### Problem description
Copy out exactly each line from the line with "Where can the laser" through the last line of the material below.

Records from a data collection:
-.-.-

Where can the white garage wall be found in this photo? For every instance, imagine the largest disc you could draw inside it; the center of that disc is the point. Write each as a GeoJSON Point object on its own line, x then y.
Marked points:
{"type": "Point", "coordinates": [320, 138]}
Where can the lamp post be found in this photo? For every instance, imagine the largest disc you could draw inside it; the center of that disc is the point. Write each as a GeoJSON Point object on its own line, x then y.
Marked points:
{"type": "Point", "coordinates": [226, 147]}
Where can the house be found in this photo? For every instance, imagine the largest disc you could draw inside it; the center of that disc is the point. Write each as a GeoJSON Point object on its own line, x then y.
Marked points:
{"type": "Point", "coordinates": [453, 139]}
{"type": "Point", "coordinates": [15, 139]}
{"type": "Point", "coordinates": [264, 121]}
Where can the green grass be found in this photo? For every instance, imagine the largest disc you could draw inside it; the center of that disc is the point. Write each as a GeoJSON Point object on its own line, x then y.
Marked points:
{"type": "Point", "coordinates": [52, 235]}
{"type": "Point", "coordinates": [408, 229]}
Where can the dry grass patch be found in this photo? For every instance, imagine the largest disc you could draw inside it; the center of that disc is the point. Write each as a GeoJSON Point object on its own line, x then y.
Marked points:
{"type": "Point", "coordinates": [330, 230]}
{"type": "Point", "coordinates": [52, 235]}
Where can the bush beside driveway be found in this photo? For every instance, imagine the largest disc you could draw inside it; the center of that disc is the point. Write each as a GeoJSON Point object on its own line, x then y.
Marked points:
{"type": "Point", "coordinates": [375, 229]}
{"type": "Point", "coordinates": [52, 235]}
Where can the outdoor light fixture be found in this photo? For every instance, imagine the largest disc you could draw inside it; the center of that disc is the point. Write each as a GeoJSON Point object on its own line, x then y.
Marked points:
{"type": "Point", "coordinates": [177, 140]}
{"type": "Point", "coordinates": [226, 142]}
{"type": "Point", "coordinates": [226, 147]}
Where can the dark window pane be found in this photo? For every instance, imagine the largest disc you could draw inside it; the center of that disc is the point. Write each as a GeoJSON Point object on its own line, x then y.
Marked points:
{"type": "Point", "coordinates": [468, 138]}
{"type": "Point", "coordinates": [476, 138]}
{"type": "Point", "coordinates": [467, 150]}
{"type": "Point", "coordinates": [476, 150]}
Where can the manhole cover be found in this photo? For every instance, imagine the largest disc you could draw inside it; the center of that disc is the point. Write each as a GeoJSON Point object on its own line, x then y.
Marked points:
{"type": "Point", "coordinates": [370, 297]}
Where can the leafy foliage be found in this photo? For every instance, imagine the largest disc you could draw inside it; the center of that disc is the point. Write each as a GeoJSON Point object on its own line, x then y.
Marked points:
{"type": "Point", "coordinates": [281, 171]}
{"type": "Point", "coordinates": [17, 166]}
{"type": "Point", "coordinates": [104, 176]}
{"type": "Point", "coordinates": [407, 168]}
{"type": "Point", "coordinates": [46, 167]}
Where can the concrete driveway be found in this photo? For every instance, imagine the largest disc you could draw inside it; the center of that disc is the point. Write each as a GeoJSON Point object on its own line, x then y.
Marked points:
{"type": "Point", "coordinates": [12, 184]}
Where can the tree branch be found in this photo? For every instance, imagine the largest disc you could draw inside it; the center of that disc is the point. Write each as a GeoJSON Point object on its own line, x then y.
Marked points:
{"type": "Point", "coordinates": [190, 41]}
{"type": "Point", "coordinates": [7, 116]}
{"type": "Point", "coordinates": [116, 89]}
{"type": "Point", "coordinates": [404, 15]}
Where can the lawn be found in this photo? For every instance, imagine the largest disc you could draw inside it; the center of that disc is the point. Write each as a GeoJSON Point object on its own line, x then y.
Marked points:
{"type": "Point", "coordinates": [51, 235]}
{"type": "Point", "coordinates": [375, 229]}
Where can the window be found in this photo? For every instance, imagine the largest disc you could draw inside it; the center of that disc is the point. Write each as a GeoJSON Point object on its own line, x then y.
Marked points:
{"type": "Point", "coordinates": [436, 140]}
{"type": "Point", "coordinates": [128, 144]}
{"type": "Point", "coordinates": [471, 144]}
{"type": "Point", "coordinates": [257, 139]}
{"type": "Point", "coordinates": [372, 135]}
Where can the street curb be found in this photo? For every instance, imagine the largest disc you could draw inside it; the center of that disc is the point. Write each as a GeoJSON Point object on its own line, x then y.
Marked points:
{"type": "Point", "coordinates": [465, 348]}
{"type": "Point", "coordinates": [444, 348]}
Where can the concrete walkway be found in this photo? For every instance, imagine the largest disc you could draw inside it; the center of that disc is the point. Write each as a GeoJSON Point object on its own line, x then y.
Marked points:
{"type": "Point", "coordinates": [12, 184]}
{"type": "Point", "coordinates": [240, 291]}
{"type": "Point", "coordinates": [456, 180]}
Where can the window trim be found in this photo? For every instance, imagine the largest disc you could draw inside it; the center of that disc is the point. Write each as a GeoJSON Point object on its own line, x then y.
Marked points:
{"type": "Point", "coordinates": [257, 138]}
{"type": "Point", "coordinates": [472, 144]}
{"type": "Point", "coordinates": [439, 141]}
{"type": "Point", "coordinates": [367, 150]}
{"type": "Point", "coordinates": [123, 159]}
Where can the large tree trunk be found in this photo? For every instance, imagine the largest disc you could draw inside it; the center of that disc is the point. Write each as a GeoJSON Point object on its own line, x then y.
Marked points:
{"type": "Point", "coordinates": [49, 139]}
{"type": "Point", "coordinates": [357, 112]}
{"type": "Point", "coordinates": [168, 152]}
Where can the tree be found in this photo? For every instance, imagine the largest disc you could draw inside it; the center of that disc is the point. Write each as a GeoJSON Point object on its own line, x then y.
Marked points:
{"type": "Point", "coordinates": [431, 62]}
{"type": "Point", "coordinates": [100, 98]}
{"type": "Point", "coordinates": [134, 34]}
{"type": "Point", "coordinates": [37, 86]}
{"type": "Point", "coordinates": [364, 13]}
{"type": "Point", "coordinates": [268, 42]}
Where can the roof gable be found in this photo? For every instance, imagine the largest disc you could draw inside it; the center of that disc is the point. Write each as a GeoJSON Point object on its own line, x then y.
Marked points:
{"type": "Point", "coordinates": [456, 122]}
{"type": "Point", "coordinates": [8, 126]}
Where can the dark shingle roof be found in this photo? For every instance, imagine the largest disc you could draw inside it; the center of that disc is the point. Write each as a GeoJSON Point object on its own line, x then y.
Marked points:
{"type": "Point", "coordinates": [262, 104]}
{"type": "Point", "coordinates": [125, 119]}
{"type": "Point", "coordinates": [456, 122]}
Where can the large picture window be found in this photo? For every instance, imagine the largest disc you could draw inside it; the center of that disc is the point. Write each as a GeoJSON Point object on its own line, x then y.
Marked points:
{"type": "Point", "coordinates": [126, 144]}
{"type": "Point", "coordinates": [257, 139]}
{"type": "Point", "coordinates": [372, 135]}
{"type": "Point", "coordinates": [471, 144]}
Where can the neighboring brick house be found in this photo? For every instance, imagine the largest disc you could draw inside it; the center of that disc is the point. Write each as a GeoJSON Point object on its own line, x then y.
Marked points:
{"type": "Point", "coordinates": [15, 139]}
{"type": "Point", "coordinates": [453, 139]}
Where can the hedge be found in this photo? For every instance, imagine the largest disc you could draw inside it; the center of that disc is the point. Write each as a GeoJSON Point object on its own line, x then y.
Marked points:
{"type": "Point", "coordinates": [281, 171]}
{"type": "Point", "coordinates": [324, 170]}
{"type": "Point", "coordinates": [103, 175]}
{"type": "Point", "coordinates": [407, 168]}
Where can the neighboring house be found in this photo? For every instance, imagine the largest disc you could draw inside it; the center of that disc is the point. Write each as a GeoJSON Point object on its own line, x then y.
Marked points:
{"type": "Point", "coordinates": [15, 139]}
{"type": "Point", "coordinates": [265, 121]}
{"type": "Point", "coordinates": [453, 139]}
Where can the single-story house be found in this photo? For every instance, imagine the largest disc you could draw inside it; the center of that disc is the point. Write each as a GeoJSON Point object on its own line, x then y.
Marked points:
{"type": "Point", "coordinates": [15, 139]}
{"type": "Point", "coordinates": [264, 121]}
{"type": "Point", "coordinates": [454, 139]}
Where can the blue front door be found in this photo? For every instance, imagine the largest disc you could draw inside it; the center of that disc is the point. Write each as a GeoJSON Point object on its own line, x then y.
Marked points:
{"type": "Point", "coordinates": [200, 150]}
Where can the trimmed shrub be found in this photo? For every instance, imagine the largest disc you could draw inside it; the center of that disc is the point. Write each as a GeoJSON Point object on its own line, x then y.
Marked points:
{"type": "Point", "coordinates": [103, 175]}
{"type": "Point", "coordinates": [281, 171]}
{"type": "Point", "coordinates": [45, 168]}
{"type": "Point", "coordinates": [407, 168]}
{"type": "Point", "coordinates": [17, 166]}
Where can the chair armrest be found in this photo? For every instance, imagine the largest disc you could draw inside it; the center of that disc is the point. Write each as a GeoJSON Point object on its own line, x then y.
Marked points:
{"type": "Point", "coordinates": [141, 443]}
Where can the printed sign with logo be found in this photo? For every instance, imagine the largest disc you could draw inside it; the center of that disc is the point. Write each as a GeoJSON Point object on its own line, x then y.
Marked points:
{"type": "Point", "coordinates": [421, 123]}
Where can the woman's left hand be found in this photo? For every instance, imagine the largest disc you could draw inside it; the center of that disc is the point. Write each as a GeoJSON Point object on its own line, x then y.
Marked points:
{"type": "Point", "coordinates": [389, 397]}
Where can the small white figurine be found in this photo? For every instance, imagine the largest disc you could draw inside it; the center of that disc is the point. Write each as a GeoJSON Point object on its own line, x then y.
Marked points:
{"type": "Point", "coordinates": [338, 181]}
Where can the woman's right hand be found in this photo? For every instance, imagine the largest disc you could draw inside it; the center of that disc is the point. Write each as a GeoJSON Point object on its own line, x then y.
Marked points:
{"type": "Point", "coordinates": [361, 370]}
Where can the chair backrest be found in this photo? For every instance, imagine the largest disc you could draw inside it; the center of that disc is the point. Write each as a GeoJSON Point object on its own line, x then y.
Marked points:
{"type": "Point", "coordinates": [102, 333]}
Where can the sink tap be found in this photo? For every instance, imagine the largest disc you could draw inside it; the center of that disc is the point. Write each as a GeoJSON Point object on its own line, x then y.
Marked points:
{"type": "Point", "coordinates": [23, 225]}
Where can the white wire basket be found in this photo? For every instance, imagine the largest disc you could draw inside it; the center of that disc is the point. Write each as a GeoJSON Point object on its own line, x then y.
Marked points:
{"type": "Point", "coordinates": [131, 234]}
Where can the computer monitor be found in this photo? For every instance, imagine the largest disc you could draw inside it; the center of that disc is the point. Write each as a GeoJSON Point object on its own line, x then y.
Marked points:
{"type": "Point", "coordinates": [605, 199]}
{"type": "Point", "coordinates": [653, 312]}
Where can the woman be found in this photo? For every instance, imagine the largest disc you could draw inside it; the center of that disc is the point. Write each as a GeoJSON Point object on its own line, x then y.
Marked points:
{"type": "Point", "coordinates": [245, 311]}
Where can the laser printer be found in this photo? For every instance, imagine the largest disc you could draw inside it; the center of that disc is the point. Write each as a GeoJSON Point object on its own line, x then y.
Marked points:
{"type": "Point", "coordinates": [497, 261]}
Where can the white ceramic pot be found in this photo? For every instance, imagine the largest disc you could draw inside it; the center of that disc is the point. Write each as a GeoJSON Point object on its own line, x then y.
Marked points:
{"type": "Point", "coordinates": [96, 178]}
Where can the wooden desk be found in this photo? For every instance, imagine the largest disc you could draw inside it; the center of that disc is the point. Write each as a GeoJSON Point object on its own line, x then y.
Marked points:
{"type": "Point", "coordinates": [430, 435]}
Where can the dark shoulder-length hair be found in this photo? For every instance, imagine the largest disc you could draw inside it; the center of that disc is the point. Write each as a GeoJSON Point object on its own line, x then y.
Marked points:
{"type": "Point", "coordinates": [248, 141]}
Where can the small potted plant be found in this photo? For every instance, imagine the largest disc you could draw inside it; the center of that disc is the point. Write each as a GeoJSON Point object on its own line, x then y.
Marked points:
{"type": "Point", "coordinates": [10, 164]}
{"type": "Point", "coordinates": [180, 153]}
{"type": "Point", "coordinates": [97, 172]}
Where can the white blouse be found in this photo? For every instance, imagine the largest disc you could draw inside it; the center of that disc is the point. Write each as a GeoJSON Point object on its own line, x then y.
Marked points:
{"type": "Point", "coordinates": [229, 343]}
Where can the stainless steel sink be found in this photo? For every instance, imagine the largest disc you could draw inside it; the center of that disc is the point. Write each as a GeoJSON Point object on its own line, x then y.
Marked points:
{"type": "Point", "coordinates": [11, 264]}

-.-.-

### Exercise answer
Where can the laser printer be found in this photo? For every instance, imagine the largest disc you could draw inside it; the center of that disc is the point. Write each as a GeoJSON Point object on its own line, x then y.
Marked points:
{"type": "Point", "coordinates": [497, 261]}
Where can the white ceramic pot be found in this photo? For every instance, imagine the largest disc you could draw inside it; the center of that disc is the point. Write each as a GeoJSON Point object on its own line, x then y.
Marked points:
{"type": "Point", "coordinates": [96, 178]}
Where can the wooden desk be found in this photo? For every instance, imagine the largest disc you could draw inside it; the center of that disc is the point. Write each as a GeoJSON Point object on its own line, x then y.
Marked points:
{"type": "Point", "coordinates": [430, 435]}
Where can the dark shoulder-length hair be found in this photo? For every instance, imagine the largest disc you could draw inside it; the center of that disc is the point. Write each as a GeoJSON Point object on its own line, x then y.
Marked points:
{"type": "Point", "coordinates": [248, 141]}
Where can the small potted plant be found in this photo? For every instance, imagine the largest disc you could draw inside it; the center of that disc is the point. Write each as a GeoJSON Point object on its own line, x then y.
Marked points:
{"type": "Point", "coordinates": [10, 164]}
{"type": "Point", "coordinates": [180, 153]}
{"type": "Point", "coordinates": [97, 172]}
Where can the white blouse be found in this photo? For every instance, imagine the largest disc you could draw inside it; the center of that disc is the point. Write each as a GeoJSON Point object on its own line, x then y.
Marked points:
{"type": "Point", "coordinates": [229, 343]}
Where can the stainless steel sink be found in this photo? For every instance, imagine the largest disc you could draw inside it; the center of that disc is the point. Write each as a GeoJSON Point object on its own line, x then y.
Marked points:
{"type": "Point", "coordinates": [11, 264]}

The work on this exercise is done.